## Region pointing data
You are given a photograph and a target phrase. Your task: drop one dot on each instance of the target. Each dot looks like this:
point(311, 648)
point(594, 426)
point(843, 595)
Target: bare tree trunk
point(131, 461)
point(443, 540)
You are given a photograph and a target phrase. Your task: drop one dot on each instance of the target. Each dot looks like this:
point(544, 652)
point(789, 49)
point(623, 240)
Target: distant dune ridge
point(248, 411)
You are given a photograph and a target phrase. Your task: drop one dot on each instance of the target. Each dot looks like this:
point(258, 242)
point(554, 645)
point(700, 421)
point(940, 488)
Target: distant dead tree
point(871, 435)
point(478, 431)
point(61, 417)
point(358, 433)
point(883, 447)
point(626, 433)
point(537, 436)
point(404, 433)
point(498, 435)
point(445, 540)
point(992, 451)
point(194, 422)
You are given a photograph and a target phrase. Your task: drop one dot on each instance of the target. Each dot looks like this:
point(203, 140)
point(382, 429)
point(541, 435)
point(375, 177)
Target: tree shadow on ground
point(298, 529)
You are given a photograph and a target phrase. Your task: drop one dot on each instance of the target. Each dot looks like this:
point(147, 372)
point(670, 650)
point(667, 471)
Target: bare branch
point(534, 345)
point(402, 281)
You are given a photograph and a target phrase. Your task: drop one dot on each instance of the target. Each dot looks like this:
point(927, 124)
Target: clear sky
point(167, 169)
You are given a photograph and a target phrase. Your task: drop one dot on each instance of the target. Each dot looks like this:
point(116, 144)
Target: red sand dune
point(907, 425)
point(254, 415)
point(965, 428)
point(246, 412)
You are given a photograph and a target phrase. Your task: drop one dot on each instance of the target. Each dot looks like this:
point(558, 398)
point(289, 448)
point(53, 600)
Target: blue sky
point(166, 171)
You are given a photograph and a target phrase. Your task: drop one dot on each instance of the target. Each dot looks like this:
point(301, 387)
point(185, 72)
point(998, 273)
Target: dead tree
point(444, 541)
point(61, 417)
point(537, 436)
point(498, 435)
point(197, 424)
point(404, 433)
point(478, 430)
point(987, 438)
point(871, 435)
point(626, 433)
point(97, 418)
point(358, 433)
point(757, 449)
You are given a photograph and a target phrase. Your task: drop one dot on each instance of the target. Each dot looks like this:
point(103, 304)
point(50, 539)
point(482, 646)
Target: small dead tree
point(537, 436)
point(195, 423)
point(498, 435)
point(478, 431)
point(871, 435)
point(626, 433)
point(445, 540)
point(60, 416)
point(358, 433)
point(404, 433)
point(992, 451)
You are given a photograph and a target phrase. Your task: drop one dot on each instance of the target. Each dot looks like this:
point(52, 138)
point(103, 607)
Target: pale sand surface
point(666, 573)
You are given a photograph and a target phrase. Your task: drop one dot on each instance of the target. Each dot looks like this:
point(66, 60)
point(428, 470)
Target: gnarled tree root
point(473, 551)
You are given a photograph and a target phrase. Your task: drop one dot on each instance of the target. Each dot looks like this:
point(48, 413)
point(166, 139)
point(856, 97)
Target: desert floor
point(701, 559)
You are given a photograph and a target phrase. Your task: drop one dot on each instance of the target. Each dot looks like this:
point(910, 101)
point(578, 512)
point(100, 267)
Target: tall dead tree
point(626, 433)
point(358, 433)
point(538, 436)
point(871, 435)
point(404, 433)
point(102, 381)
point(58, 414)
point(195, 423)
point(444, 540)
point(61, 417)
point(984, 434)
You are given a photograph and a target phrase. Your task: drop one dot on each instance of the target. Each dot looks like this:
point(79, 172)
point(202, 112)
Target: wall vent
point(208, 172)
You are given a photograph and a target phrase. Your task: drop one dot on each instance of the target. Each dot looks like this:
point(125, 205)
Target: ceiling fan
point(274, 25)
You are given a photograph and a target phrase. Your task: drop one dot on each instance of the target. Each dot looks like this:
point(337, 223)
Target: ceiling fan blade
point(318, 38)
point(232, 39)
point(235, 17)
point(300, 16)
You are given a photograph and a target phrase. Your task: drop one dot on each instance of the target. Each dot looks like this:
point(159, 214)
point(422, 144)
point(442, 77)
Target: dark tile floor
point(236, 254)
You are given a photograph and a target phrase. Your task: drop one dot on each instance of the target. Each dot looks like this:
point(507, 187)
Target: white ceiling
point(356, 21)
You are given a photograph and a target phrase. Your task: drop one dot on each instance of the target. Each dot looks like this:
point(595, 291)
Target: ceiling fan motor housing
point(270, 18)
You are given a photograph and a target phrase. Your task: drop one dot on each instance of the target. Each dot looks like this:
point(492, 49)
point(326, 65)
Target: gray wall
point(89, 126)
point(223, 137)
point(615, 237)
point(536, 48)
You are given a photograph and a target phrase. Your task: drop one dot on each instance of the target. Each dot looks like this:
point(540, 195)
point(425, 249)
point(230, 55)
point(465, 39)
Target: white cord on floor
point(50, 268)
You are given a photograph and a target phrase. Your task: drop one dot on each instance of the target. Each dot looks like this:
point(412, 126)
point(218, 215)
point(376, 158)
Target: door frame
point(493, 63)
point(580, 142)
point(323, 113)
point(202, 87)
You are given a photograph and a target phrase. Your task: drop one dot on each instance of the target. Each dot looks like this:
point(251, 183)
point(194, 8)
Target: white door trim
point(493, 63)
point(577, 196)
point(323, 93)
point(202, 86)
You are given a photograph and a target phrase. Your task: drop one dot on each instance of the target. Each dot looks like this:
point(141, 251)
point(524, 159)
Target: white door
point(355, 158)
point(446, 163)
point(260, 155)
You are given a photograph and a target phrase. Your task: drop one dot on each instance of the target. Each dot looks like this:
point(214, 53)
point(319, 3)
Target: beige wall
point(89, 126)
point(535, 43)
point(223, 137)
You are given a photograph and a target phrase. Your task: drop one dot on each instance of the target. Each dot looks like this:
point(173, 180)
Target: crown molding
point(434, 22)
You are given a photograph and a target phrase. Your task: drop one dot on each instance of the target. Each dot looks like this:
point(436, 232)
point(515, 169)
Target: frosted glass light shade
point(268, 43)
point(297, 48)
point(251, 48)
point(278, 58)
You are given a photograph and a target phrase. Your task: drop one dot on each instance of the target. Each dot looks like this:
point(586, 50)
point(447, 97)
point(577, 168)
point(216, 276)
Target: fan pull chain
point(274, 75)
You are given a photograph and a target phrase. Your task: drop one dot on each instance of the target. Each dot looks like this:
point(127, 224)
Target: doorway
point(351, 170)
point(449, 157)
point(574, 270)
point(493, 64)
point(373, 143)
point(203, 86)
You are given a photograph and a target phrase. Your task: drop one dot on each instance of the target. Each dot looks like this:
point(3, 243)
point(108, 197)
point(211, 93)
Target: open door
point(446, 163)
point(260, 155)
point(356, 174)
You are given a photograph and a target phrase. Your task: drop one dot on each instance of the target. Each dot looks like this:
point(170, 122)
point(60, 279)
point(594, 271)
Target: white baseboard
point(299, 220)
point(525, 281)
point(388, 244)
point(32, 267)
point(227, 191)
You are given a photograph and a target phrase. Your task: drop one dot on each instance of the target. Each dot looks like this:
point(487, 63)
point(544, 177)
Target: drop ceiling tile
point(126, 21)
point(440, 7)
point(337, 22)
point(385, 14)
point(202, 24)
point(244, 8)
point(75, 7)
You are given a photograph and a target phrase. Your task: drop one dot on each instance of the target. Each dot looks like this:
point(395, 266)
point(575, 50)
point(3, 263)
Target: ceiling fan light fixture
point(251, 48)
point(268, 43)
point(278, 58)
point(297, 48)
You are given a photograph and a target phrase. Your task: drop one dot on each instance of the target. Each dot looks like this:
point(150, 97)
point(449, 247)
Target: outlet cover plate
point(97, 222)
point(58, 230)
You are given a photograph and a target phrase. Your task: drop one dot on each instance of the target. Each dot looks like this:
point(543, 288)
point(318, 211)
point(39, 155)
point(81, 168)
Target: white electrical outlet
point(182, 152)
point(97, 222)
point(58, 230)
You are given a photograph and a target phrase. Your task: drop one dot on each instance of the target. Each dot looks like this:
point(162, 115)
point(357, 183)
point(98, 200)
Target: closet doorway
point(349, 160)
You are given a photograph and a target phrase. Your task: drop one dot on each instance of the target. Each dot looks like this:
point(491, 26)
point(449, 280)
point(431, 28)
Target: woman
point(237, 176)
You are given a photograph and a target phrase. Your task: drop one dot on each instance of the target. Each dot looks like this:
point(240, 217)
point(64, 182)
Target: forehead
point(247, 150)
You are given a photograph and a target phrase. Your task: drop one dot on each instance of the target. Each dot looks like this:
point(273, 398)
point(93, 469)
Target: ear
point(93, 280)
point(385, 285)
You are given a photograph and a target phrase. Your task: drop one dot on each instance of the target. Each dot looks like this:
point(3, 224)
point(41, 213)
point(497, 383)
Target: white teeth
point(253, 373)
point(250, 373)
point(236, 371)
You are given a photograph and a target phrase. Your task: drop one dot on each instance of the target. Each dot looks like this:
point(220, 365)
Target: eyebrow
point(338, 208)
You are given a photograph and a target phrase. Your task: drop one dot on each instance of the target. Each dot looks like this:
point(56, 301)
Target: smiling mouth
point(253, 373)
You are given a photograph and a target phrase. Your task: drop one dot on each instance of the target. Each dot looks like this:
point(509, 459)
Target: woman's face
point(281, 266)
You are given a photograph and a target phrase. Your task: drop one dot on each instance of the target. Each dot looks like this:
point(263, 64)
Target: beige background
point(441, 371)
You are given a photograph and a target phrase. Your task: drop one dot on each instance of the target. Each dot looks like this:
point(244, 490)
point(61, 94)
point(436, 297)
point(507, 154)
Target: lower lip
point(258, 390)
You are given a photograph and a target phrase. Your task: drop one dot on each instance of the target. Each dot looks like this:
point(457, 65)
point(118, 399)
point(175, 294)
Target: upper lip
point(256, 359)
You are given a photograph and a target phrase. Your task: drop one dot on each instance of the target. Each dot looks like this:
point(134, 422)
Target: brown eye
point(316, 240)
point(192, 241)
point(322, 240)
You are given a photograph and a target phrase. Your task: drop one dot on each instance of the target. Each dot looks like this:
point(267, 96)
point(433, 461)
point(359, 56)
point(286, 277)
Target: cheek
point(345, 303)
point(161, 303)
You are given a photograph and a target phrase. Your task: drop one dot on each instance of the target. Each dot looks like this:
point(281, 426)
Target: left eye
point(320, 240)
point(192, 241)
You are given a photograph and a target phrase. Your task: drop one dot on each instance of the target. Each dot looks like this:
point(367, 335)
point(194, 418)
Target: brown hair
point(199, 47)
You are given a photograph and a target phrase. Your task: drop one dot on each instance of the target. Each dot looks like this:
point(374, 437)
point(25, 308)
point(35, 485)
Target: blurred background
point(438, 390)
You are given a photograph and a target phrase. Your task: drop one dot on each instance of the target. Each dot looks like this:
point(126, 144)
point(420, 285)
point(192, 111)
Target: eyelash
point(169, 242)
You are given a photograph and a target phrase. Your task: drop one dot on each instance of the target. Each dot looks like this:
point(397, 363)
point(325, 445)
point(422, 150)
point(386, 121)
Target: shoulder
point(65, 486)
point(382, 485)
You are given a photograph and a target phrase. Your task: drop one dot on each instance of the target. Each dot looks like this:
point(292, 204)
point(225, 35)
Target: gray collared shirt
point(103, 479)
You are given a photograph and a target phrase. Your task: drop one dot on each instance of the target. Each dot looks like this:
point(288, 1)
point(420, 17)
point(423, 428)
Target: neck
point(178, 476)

## PROBLEM REQUIREMENTS
Would you please copy the lines above, from the one holding "point(134, 422)" through the last, and nothing else?

## EXERCISE RESPONSE
point(134, 422)
Target: brown eye
point(316, 240)
point(192, 241)
point(322, 240)
You are given a photograph and a target phrase. Your task: drop one dot on each instance of the target. Each dot looks like this:
point(267, 96)
point(433, 461)
point(359, 56)
point(286, 277)
Target: cheek
point(345, 303)
point(161, 303)
You are given a photograph and a target phrase. Your task: drop one dot on each instance of the target. Each dot looks like this:
point(281, 426)
Target: left eye
point(320, 240)
point(192, 241)
You are given a photograph and a target phrase. Your task: drop one dot on each instance of the target. Each dot looks like this:
point(367, 335)
point(194, 418)
Target: brown hair
point(199, 47)
You are given a photograph and a target phrase. Your task: drop one dot on each instance of the target. Each dot looks like this:
point(374, 437)
point(25, 308)
point(35, 485)
Target: blurred background
point(438, 390)
You are given a photograph and a target phrase. Your task: drop one dot on each instance of the target. Each dot looks like this:
point(126, 144)
point(420, 285)
point(192, 111)
Target: eyelash
point(169, 242)
You are given a photograph and a target phrase. Your task: drop one dot on each instance of the target. Each dot looks like this:
point(397, 363)
point(325, 445)
point(422, 150)
point(386, 121)
Target: shoulder
point(65, 486)
point(382, 485)
You are given a photograph and a target phrase. Your task: drop one dot on each instance of the target. Each dot looks like this:
point(292, 204)
point(225, 35)
Target: gray collared shirt
point(103, 479)
You are given a photograph and a target phrase. Your task: drop one dot on each instance of the target. Each dot looks like this:
point(288, 1)
point(420, 17)
point(423, 428)
Target: neck
point(178, 476)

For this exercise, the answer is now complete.